TASK INSTRUCTIONS:
Copy the line containing "The component shall locate the balcony railing", then all lines after it up to and including the final line of the material, exactly and without additions.

ENTRIES SHOWN:
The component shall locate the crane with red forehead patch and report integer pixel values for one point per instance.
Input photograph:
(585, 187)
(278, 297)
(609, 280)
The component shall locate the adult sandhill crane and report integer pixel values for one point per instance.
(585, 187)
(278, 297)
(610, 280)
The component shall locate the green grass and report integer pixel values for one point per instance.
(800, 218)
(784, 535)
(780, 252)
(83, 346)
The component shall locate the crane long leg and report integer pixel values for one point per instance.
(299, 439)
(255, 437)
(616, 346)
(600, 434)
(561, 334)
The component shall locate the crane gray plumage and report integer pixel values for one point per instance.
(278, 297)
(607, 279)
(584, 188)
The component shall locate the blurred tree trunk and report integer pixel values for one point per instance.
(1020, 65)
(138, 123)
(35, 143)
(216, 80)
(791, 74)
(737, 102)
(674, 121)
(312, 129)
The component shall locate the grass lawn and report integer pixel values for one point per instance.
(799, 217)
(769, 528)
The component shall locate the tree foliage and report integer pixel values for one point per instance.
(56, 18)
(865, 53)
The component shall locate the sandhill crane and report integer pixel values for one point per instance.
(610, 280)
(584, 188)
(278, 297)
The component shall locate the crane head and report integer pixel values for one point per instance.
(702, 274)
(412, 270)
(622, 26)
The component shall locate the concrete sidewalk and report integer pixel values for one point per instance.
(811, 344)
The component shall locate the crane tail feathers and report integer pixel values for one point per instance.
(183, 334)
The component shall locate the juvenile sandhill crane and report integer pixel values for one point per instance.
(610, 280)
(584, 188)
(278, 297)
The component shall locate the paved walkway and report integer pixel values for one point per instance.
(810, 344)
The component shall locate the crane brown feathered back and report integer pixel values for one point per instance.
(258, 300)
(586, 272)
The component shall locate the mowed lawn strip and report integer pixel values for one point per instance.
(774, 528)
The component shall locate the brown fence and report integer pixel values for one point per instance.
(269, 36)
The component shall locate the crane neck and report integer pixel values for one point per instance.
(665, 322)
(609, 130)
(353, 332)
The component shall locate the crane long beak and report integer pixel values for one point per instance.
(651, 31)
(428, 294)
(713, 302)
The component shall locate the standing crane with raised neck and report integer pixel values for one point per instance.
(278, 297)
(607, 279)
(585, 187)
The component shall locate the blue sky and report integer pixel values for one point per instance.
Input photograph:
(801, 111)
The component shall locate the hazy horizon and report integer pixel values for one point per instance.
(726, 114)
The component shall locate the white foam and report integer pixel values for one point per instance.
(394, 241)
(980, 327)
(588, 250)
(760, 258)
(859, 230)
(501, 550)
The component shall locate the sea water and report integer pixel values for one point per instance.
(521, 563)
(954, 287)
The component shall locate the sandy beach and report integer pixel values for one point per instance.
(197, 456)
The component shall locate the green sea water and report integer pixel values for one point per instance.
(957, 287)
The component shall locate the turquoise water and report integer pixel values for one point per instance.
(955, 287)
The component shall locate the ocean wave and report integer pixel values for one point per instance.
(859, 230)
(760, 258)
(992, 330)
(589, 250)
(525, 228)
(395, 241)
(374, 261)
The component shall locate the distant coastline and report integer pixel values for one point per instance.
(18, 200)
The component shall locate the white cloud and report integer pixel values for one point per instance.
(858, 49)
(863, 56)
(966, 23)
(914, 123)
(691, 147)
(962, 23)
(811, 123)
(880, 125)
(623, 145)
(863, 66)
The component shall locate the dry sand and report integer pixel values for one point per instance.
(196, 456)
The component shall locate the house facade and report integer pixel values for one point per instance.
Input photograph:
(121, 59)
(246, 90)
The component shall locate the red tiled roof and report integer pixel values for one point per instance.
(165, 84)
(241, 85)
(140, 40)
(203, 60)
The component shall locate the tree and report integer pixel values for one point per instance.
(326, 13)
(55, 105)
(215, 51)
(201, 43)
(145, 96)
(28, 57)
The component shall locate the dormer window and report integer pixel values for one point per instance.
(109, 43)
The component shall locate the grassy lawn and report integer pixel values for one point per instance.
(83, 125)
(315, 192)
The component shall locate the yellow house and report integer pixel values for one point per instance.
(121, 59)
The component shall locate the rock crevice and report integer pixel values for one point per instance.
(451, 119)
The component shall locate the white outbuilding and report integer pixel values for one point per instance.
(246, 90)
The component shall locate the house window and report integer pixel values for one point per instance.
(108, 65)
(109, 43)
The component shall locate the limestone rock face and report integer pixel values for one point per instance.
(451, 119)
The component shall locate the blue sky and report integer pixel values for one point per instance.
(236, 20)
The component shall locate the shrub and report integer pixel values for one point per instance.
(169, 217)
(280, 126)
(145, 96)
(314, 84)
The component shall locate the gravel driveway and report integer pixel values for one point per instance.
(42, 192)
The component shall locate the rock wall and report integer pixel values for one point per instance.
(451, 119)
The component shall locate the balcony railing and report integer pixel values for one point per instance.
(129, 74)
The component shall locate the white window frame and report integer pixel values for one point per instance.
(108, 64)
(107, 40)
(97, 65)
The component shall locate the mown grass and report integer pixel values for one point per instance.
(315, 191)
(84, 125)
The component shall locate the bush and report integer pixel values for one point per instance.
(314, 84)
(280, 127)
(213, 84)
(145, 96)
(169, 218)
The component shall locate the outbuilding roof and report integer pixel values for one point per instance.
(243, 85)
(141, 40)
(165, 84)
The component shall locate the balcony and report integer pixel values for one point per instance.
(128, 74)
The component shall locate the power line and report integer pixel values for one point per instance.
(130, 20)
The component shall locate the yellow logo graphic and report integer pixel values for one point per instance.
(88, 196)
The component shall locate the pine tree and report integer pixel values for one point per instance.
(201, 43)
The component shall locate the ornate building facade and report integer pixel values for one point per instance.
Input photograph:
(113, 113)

SOLVED PROBLEM:
The component shall locate the balcony railing and report integer pixel values for one point per instance.
(129, 74)
The component shall locate the white window frame and report integer pixel values for one point per instance.
(108, 64)
(107, 40)
(97, 65)
The component shall locate the mown grass and report integer pixel values for one point per instance.
(315, 191)
(84, 125)
The component shall locate the bush and report integer pixel values for one point per instance.
(314, 84)
(280, 127)
(213, 84)
(145, 96)
(169, 218)
The component shall locate the outbuilding roof and report integer pixel values for one point per instance.
(243, 85)
(141, 40)
(165, 84)
The component shall locate the balcony and report integer pixel values for one point per instance.
(128, 74)
The component shall locate the power line and report integer pixel values for one point per instance.
(130, 20)
The component shall locate the yellow logo graphic and report integer pixel values for one point per instance.
(88, 196)
The component shall locate the pine tree and report integer pixel values for one point per instance.
(201, 43)
The component shall locate the ornate building facade and report integer pixel values for one point per instance.
Input photograph:
(113, 113)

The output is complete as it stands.